■ SOURCE DOCUMENT:
□ □ □
4.4. Cross-Border Externalities

4.4.1. Definition of Barriers

Transmission networks are usually managed by transmission system operators (TSOs) that are responsible for a certain geographical region (control area), typically of the size of countries or smaller. The system operators that own the network assets within the control area are legally responsible for frequency and voltage stability and uninterrupted supply, and decide upon investment in this region. They are typically regulated by national authorities. Due to locational specificity (see Section 4.1.) and the fluctuating patterns of solar radiation and wind (see Section 4.2.), RES-E-heavy systems require more long-distance transmission capacity beyond national borders and control areas (interconnectors). This poses two problems.
In the past, TSOs have often looked at their area as a largely self-contained system. Interconnectors to neighbouring TSOs were meant to ensure supply in case of emergencies. Long-term investment planning and system management procedures have to be made consistent across (several) TSOs. In other words, limited TSO cooperation can be a barrier for RES-R.
Regulators are usually national authorities which plausibly can be expected to maximize national welfare. However, both national and cross-border transmission projects usually exhibit externalities that affect other countries. For example, increasing the capacity of a North-South line in Belgium most probably increases the possibility to transport electricity from North to South Germany. The main reason for externalities in electricity networks is that the electrical current is determined by Kirchhoff’s laws and can hardly be influenced by the system operator. That means that a larger in-feed of electricity in North Germany affects the flow on all lines in the synchronous area, and probably increases the North-South-flow through Belgium. Relaxing a bottleneck in Belgium thus allows a more efficient use of German lines, which is a positive externality. It is highly plausible that regulators do not take the external effects into account, and therefore underinvest in transmission. Since RES-E generation is more location-specific than conventional generation, and thus has to rely more on long-distance transmission capacity, it is more affected by that externality. International (cross-border) transmission projects have the additional difficulty that even the direct benefits appear in more than one country. Thus national approaches to regulation are a barrier to RES-E deployment.
□ □ □
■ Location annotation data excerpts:
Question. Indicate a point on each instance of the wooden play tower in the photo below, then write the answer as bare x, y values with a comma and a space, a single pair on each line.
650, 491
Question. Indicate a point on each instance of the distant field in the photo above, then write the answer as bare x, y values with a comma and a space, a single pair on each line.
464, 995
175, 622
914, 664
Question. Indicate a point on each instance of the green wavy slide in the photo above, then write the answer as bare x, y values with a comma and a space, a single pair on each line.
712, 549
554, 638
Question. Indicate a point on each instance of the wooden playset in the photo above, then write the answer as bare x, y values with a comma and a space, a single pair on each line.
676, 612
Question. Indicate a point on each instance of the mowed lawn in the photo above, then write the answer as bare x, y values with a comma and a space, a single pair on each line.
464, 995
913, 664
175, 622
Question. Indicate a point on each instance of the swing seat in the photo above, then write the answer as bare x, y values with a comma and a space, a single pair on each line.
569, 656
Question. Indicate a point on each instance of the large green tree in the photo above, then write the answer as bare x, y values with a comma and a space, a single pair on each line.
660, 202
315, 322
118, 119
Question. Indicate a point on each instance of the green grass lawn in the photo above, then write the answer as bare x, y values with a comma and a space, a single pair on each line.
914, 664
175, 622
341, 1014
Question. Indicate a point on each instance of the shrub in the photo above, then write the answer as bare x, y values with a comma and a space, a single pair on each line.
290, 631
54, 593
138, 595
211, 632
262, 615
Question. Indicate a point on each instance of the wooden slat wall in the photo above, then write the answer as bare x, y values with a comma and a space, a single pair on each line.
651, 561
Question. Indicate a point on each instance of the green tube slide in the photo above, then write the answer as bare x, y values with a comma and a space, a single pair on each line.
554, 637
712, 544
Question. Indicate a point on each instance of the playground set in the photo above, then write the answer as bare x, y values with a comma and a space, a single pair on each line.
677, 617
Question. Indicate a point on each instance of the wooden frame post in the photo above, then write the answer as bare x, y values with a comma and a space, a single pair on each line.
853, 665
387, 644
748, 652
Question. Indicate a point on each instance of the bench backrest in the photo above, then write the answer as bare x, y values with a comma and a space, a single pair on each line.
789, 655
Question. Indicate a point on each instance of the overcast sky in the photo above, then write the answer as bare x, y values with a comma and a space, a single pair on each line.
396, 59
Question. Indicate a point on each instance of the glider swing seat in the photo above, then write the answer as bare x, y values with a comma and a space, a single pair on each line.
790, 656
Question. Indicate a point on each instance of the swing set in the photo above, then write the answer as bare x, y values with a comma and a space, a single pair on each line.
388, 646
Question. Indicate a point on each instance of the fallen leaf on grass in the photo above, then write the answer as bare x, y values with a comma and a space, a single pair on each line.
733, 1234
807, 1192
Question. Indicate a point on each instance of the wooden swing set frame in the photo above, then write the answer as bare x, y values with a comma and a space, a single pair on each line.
□ □ □
Answer each question from the source document on cross-border externalities.
(a) Who typically regulates the transmission system operators?
(b) What were interconnectors to neighbouring TSOs meant to ensure in the past?
(c) What determines the electrical current in electricity networks?
The data plays no part in this exercise.

■ THE RESPONSE:
(a) National authorities.
(b) Supply in case of emergencies.
(c) Kirchhoff's laws.